REQUIREMENT: Rewrite the listing below, substituting "pixel positions" for every occurrence of "pixel coordinates" and leaving everything else unchanged. Omit the pictures from your answer.

Coordinate annotation entries:
++++++++++
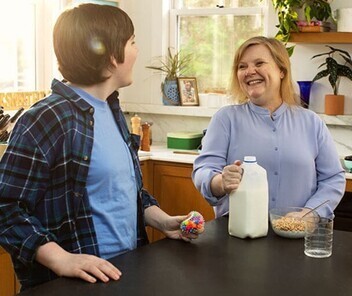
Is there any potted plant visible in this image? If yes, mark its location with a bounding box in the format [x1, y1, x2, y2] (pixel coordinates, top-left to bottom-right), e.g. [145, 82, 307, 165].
[312, 45, 352, 115]
[272, 0, 334, 56]
[146, 48, 192, 106]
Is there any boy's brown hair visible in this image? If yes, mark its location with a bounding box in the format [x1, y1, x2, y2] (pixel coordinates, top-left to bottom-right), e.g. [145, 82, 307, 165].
[53, 4, 134, 85]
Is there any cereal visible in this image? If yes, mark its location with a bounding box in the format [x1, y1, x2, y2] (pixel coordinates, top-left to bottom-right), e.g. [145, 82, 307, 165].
[272, 217, 305, 232]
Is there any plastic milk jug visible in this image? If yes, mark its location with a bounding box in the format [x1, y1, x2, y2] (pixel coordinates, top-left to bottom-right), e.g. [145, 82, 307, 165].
[229, 156, 269, 238]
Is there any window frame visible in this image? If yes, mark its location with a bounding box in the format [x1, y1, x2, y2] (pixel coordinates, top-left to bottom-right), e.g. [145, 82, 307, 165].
[169, 0, 269, 92]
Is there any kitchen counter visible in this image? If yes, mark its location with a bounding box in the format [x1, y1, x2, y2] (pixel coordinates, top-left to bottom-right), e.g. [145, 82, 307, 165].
[19, 217, 352, 296]
[138, 144, 352, 180]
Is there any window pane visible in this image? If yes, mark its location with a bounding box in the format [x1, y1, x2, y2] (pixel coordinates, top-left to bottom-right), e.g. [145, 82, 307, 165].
[179, 15, 263, 92]
[179, 0, 263, 8]
[0, 0, 36, 92]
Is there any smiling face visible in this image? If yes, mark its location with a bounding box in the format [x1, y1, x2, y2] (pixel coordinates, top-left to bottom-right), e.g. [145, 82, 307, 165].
[237, 44, 284, 111]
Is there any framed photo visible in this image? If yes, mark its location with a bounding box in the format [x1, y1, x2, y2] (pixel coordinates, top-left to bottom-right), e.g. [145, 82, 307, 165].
[177, 77, 199, 106]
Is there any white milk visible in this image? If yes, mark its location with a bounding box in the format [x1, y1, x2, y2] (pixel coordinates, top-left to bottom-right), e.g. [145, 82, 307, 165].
[229, 156, 269, 238]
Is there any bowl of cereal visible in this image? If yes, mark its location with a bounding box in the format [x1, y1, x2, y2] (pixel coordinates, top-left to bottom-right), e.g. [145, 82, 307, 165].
[269, 207, 318, 238]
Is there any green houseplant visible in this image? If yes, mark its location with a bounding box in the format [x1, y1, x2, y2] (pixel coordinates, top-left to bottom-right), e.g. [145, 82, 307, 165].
[312, 45, 352, 115]
[272, 0, 333, 56]
[146, 48, 193, 106]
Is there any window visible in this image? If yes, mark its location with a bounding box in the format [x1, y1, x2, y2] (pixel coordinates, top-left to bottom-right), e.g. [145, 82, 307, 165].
[0, 1, 36, 92]
[0, 0, 62, 93]
[170, 0, 267, 93]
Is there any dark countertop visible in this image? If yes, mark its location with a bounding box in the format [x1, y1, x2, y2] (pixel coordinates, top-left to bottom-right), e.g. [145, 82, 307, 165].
[20, 218, 352, 296]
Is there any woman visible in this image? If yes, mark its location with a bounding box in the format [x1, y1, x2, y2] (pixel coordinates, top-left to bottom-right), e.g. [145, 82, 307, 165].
[192, 37, 346, 217]
[0, 4, 202, 289]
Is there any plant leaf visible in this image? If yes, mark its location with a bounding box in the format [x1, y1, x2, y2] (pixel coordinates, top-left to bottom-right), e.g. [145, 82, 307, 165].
[313, 70, 329, 81]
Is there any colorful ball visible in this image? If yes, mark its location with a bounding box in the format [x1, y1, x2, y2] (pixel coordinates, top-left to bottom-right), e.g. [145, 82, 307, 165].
[180, 211, 204, 234]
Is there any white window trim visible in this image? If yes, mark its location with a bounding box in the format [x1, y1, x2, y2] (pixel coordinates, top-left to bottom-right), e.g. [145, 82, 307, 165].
[169, 1, 269, 48]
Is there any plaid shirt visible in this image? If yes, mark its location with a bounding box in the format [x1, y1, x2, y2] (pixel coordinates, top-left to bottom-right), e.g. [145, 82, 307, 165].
[0, 79, 157, 288]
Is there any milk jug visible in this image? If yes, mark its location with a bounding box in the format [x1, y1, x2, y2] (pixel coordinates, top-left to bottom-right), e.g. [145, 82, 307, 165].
[229, 156, 269, 238]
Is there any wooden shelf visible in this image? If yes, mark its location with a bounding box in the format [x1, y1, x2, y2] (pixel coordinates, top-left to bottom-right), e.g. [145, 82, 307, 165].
[290, 32, 352, 44]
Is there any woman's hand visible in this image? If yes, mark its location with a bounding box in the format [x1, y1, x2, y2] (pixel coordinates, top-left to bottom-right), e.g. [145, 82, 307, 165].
[210, 160, 243, 197]
[36, 242, 122, 283]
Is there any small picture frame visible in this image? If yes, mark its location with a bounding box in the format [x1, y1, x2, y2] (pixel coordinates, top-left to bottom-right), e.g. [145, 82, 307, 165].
[177, 77, 199, 106]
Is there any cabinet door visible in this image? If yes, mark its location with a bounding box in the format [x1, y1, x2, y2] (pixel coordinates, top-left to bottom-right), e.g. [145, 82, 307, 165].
[153, 161, 215, 240]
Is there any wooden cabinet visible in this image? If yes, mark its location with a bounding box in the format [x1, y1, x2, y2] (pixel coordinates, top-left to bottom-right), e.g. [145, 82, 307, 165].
[142, 160, 215, 241]
[0, 247, 19, 296]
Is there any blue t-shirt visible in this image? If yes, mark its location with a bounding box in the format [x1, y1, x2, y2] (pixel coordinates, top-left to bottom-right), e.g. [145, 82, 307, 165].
[71, 86, 137, 259]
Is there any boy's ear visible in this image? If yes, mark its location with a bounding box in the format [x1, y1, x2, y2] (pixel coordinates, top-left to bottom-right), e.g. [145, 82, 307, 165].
[110, 56, 118, 67]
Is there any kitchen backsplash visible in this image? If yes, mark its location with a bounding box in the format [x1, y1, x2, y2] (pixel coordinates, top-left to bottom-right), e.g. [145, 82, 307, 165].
[125, 112, 352, 161]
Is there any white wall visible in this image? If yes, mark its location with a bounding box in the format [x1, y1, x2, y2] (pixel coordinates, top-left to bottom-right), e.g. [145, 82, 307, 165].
[121, 0, 352, 148]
++++++++++
RESULT OF THE TASK:
Is there any potted plant visible in this image? If yes, mark its location with a bounding box in the format [x1, y1, x2, y2] (pixel positions, top-left to bottom-right), e.g. [145, 82, 307, 165].
[312, 45, 352, 115]
[272, 0, 334, 56]
[146, 48, 192, 106]
Is there any boy's brown hair visible in this image? If yes, mark its location with a bounding box in the format [x1, y1, x2, y2] (pixel positions, top-left to bottom-right), e.g. [145, 82, 307, 165].
[53, 4, 134, 85]
Is there any cereal visible in this image? If yes, mark its location with a bounding box in the format [x1, y1, x2, y2] (pixel positions, top-left to bottom-right), e.g. [145, 82, 307, 165].
[272, 217, 305, 232]
Is there any plastic milk jug visible in this image? If yes, mark its location with a bounding box in the format [x1, y1, x2, y2] (pixel positions, top-left to bottom-right), e.g. [145, 82, 307, 165].
[229, 156, 269, 238]
Is there any window frame visible in this image? If yes, mark its location with a bounding box in the format [x1, y1, x2, y2] (pixel positions, top-left to bottom-right), e.g. [145, 82, 307, 165].
[169, 0, 269, 92]
Is there any kitchen counter visible in this image? If yes, mark its location with a bounding box in the format [x1, y1, x2, y2] (pixel positions, top-left to bottom-right), e.g. [145, 82, 307, 165].
[19, 217, 352, 296]
[138, 144, 352, 180]
Is there any window pane visible in this image? If yes, mark its location with a bounding box in the format [x1, y1, x2, y2] (pixel positions, top-left to bottom-right), e.g. [145, 82, 307, 165].
[179, 15, 263, 92]
[179, 0, 263, 8]
[0, 0, 36, 92]
Is there any smiling face visible in this image? If yes, mark its location with a bounding box in the format [x1, y1, x2, y2] (pixel positions, top-left to bottom-right), e.g. [145, 82, 307, 165].
[237, 44, 284, 111]
Is there any framed photo visible in this image? If yes, mark its location with a bounding box in the format [x1, y1, x2, y2] (pixel positions, top-left to bottom-right), e.g. [145, 82, 307, 165].
[177, 77, 199, 106]
Is there any white milk visible in this image? If yes, mark its location with a bounding box in the format [x1, y1, x2, y2] (pixel positions, top-left to bottom-right), e.g. [145, 82, 307, 165].
[229, 156, 269, 238]
Is there any bowl of cereal visible in this image? If yes, mark its location with a bounding box in the format [x1, y1, x2, y2] (pixel positions, top-left to bottom-right), e.g. [145, 82, 307, 165].
[269, 207, 318, 238]
Is there any green houseplant visible in this image? If yes, mark its location with a bounding box in the format [x1, y1, x2, y2] (pixel positions, top-left to bottom-right), e.g. [145, 82, 307, 165].
[312, 45, 352, 115]
[272, 0, 333, 56]
[146, 48, 193, 106]
Is there any window visible in this image? If yes, mark its location with a bounding box in the format [x1, y1, x2, y2] (pixel positions, top-left to bottom-right), e.g. [145, 82, 307, 165].
[0, 1, 36, 92]
[0, 0, 62, 93]
[170, 0, 267, 93]
Is there any dark countertop visible in this image? If yes, mark its location with a bounding box in the format [x1, y1, x2, y2] (pixel positions, top-left to bottom-right), e.g. [145, 82, 307, 165].
[20, 218, 352, 296]
Is there any woman visible in this image? If yes, mark its location with a bounding box in the format [x1, y1, x2, y2] (pixel positions, top-left to bottom-right), e.g. [145, 82, 307, 165].
[192, 37, 346, 217]
[0, 4, 202, 289]
Is there any plant leaf visible in this image? If yes, mark its location with a bounding box in the format [x1, y1, x2, y2] (pixel positions, top-left to bottom-right), e.g. [145, 82, 307, 165].
[313, 70, 329, 81]
Is there any colorful ball visible in this image? If yes, mark its location with a bounding box in the format [x1, y1, x2, y2] (pixel positions, top-left to bottom-right), e.g. [145, 82, 307, 165].
[180, 211, 204, 234]
Is there any white window trim visible in this image? If yes, mark its location with a bounding box in the format [x1, y1, x2, y2] (pixel positions, top-left to bottom-right), e.g. [145, 82, 307, 165].
[169, 1, 269, 48]
Is there any plaid shirt visible in this image? If yes, mark its location with a bounding box in the format [x1, y1, x2, y2] (pixel positions, top-left to bottom-right), e.g. [145, 82, 307, 165].
[0, 79, 157, 288]
Is there any milk jug visible in this image? If yes, mark its location with a bounding box in the format [x1, y1, x2, y2] (pixel positions, top-left to bottom-right), e.g. [145, 82, 307, 165].
[229, 156, 269, 238]
Is there any wooden shelf visible in this image? If yes, mark its location with a bounding box in the format [x1, y1, x2, y2] (pixel positions, top-left to bottom-right), e.g. [145, 82, 307, 165].
[290, 32, 352, 44]
Is there any woman's hand visible in this image? If yes, mark its location with a bounding box in the format [x1, y1, x2, y2] (pixel positions, top-left to bottom-right), e.g. [145, 82, 307, 165].
[210, 160, 243, 197]
[36, 242, 122, 283]
Is there any small picture frame visible in this image? If yes, mark its location with a bounding box in the format [x1, y1, x2, y2] (pixel positions, top-left to bottom-right), e.g. [145, 82, 307, 165].
[177, 77, 199, 106]
Is there any cabinet door visible in this image? If yes, mark its location with a bounding box in the format [x1, y1, x2, y2] (pixel positions, top-left to bottom-right), e.g. [145, 82, 307, 165].
[153, 161, 215, 240]
Is there any wooden cabinet visible in this image? If yes, mark its location with a bounding box in the format [x1, y1, x2, y2] (pixel positions, top-left to bottom-right), e.g. [145, 82, 307, 165].
[142, 160, 215, 241]
[0, 247, 19, 296]
Is there any blue t-shirt visible in this image? If yes, mark its location with a bounding box in the format [x1, y1, x2, y2] (pixel positions, top-left to bottom-right), e.g. [145, 82, 307, 165].
[71, 86, 137, 259]
Is there any boy's ear visible in this image? If yes, mark its location with a bounding box in the format [x1, y1, x2, y2] (pixel positions, top-left to bottom-right), e.g. [145, 82, 307, 165].
[110, 56, 118, 67]
Is there any kitchen backsplash visible in this image? If yes, mark its location with a bounding box in the format [x1, y1, x2, y2] (pixel positions, top-left to bottom-right), e.g. [145, 82, 307, 165].
[125, 112, 352, 161]
Is there any white wall visible in this image? If yes, mark its location with a bounding box in the format [x1, y1, x2, y2] (pixel positions, top-left to bottom-right), e.g. [145, 82, 307, 165].
[121, 0, 352, 148]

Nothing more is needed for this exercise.